Content Discovery Platform: Boost high-quality, recent content
E-commerce Product Search: Prioritize popular, well-rated products
Knowledge Base Search: Emphasize authoritative, frequently accessed articles
News/Blog Platform: Balance relevance with freshness and engagement

Scoring Factors¶

Content Quality: Ratings, reviews, expert validation
Popularity: View counts, downloads, shares
Freshness: Publication date, last updated
Authority: Author reputation, source credibility

Step 2: Create Scoring Profile Index¶

Design an index schema with scoring-relevant fields:

{
  "name": "content-scoring-demo",
  "fields": [
    {
      "name": "id",
      "type": "Edm.String",
      "key": true,
      "searchable": false
    },
    {
      "name": "title",
      "type": "Edm.String",
      "searchable": true,
      "analyzer": "en.microsoft"
    },
    {
      "name": "content",
      "type": "Edm.String",
      "searchable": true,
      "analyzer": "en.microsoft"
    },
    {
      "name": "category",
      "type": "Edm.String",
      "searchable": true,
      "filterable": true,
      "facetable": true
    },
    {
      "name": "author",
      "type": "Edm.String",
      "searchable": true,
      "filterable": true
    },
    {
      "name": "publishDate",
      "type": "Edm.DateTimeOffset",
      "filterable": true,
      "sortable": true
    },
    {
      "name": "lastModified",
      "type": "Edm.DateTimeOffset",
      "filterable": true,
      "sortable": true
    },
    {
      "name": "rating",
      "type": "Edm.Double",
      "filterable": true,
      "sortable": true,
      "facetable": true
    },
    {
      "name": "viewCount",
      "type": "Edm.Int32",
      "filterable": true,
      "sortable": true
    },
    {
      "name": "likeCount",
      "type": "Edm.Int32",
      "filterable": true,
      "sortable": true
    },
    {
      "name": "commentCount",
      "type": "Edm.Int32",
      "filterable": true,
      "sortable": true
    },
    {
      "name": "difficulty",
      "type": "Edm.String",
      "filterable": true,
      "facetable": true
    },
    {
      "name": "tags",
      "type": "Collection(Edm.String)",
      "searchable": true,
      "filterable": true,
      "facetable": true
    }
  ],
  "scoringProfiles": [
    {
      "name": "content_quality",
      "text": {
        "weights": {
          "title": 4.0,
          "content": 1.0,
          "category": 2.0,
          "author": 1.5,
          "tags": 2.5
        }
      },
      "functions": [
        {
          "type": "magnitude",
          "fieldName": "rating",
          "boost": 2.5,
          "interpolation": "linear",
          "magnitude": {
            "boostingRangeStart": 1.0,
            "boostingRangeEnd": 5.0,
            "constantBoostBeyondRange": true
          }
        }
      ],
      "functionAggregation": "sum"

▶ Objectives
1 - Translate this sentence from the text on search scoring profiles into Spanish: "Design an index schema with scoring-relevant fields:"
2 - Pick up the text on search scoring profiles at the point where it stops, and carry it on.

▶ Information supplied
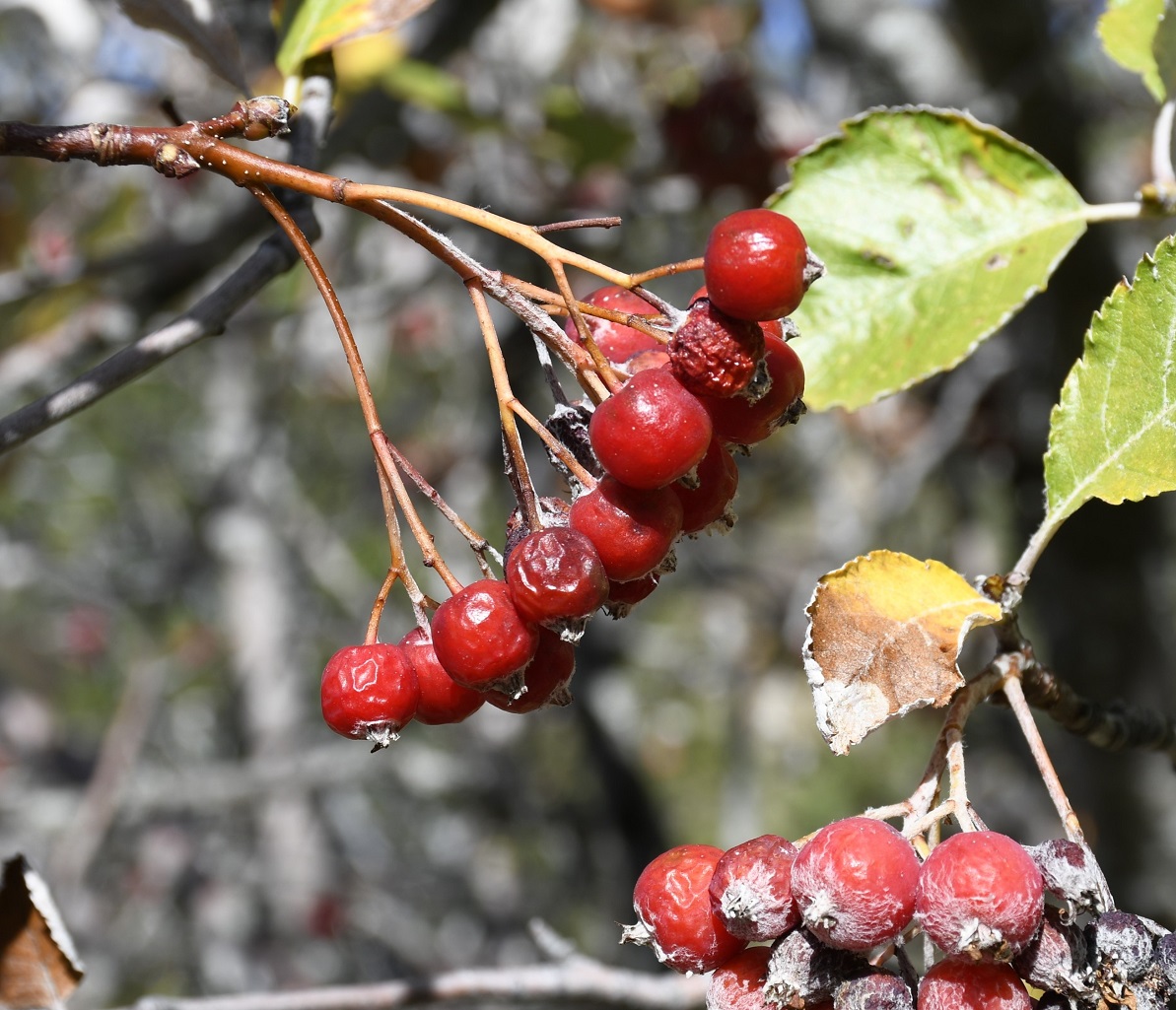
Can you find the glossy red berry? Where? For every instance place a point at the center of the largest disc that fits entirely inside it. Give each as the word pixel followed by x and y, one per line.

▶ Solved problems
1 - Diseñe un esquema de índice con campos relevantes para la puntuación:

2 -
    },
    {
      "name": "popularity_boost",
      "text": {
        "weights": {
          "title": 3.0,
          "content": 1.0,
          "category": 2.0
        }
      },
      "functions": [
        {
          "type": "magnitude",
          "fieldName": "viewCount",
          "boost": 1.8,
          "interpolation": "logarithmic",
          "magnitude": {
            "boostingRangeStart": 1,
            "boostingRangeEnd": 100000,
            "constantBoostBeyondRange": true
          }
        },
        {
          "type": "magnitude",
          "fieldName": "likeCount",
          "boost": 1.5,
          "interpolation": "linear",
          "magnitude": {
            "boostingRangeStart": 0,
            "boostingRangeEnd": 1000,
            "constantBoostBeyondRange": true
          }
        }
      ],
      "functionAggregation": "sum"
    },
    {
      "name": "freshness_priority",
      "text": {
        "weights": {
          "title": 3.0,
          "content": 1.0,
          "category": 1.5
        }
      },
      "functions": [
        {
          "type": "freshness",
          "fieldName": "publishDate",
          "boost": 2.0,
          "interpolation": "linear",
          "freshness": {
            "boostingDuration": "P30D"
          }
        },
        {
          "type": "freshness",
          "fieldName": "lastModified",
          "boost": 1.3,
          "interpolation": "linear",
          "freshness": {
            "boostingDuration": "P7D"
          }
        }
      ],
      "functionAggregation": "sum"
    },
    {
      "name": "balanced_relevance",
      "text": {
        "weights": {
          "title": 4.0,
          "content": 1.0,
          "category": 2.0,
          "author": 1.5,
          "tags": 2.0
        }
      },
      "functions": [
        {
          "type": "magnitude",
          "fieldName": "rating",
          "boost": 1.8,
          "interpolation": "linear",
          "magnitude": {
            "boostingRangeStart": 3.0,
            "boostingRangeEnd": 5.0,
            "constantBoostBeyondRange": true
          }
        },
        {
          "type": "magnitude",
          "fieldName": "viewCount",
          "boost": 1.4,
          "interpolation": "logarithmic",
          "magnitude": {
            "boostingRangeStart": 10,
            "boostingRangeEnd": 10000,
            "constantBoostBeyondRange": true
          }
        },
        {
          "type": "freshness",
          "fieldName": "publishDate",
          "boost": 1.2,
          "interpolation": "linear",
          "freshness": {
            "boostingDuration": "P90D"
          }
        }
      ],
      "functionAggregation": "sum"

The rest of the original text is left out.